• [Material provided]
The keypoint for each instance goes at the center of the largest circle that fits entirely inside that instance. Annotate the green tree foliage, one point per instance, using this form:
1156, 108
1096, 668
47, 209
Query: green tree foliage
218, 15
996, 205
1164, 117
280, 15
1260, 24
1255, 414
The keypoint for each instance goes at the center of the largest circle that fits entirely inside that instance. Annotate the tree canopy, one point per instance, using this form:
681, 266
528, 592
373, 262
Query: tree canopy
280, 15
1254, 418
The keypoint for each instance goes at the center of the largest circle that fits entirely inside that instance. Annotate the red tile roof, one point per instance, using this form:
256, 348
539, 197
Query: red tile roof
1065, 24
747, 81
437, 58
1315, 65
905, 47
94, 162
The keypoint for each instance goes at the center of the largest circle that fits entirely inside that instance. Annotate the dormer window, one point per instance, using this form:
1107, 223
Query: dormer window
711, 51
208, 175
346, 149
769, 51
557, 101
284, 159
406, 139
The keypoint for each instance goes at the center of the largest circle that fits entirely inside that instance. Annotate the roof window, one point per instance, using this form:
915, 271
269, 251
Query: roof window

• [Activity] Set down the listing again, exactly.

• [Task answer]
The keypoint for each instance goes at the center of the largest circle that fits entirely inside that instance. Annotate the green tree foliage, one point per instance, using this form:
1156, 108
1096, 668
47, 209
Query: green tree foliage
218, 15
996, 205
1164, 117
280, 15
1260, 24
1255, 414
The keypoint for each instance goes at the center of the largest circle that fits entirely inside that instance. Annotate the tree canopy, one point per instance, using this form:
681, 266
528, 592
373, 262
Query: tree canopy
280, 15
1254, 418
The keypoint for each instance goes at the center of the largest circle that fits entirely inside that instance. Annotate the red tile roof, one point per instance, using this form:
256, 348
539, 197
Query: red tile roof
1065, 24
747, 81
437, 58
1315, 65
905, 47
94, 162
The keypoint for each instance goes at the center of the largest circle that fits entirely inside that instance. Annotate the dormer window, one point per instance, using this form:
1107, 223
Query: dormer window
711, 51
208, 175
346, 149
769, 51
557, 101
284, 159
406, 139
The keypoint for each instance goes at the center of the largest circle that fits entirely inside that instance. Annotate the roof window, one point per instance, using this form:
915, 271
269, 251
Query: roof window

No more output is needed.